-- BEGIN DATASET RECORDS --
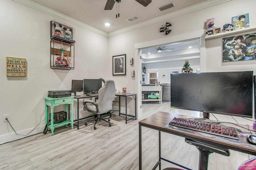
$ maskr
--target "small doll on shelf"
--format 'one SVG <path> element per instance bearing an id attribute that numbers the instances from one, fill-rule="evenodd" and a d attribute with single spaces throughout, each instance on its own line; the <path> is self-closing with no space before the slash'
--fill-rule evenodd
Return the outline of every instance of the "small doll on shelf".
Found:
<path id="1" fill-rule="evenodd" d="M 63 29 L 65 30 L 65 38 L 67 39 L 71 39 L 72 38 L 72 29 L 69 27 L 63 27 Z"/>
<path id="2" fill-rule="evenodd" d="M 223 25 L 223 29 L 224 30 L 224 32 L 233 31 L 233 28 L 234 25 L 230 23 L 226 23 L 224 25 Z"/>
<path id="3" fill-rule="evenodd" d="M 61 33 L 60 30 L 61 30 L 61 28 L 62 27 L 62 25 L 61 24 L 57 24 L 56 25 L 55 23 L 54 23 L 54 35 L 55 35 L 59 36 L 60 37 L 62 37 L 62 34 Z"/>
-- END DATASET RECORDS --
Copy out every line of the items above word for word, leaving out the pictures.

- [RESULT]
$ maskr
--target "small doll on shelf"
--format 'one SVG <path> element per instance bearing an id attribute that numbers the instances from one, fill-rule="evenodd" and a d attribute with single spaces throughout, each instance on its own line; the <path> is self-closing with no space before the slash'
--fill-rule evenodd
Return the outline of every instance of the "small doll on shelf".
Found:
<path id="1" fill-rule="evenodd" d="M 63 29 L 65 30 L 65 38 L 67 39 L 71 39 L 72 38 L 72 29 L 69 27 L 63 27 Z"/>
<path id="2" fill-rule="evenodd" d="M 223 25 L 223 29 L 224 30 L 224 32 L 233 31 L 233 28 L 234 25 L 230 23 L 226 23 L 224 25 Z"/>
<path id="3" fill-rule="evenodd" d="M 61 33 L 60 30 L 61 30 L 61 28 L 62 27 L 62 25 L 61 24 L 57 24 L 56 25 L 55 23 L 54 23 L 54 35 L 55 35 L 59 36 L 60 37 L 62 37 L 62 34 Z"/>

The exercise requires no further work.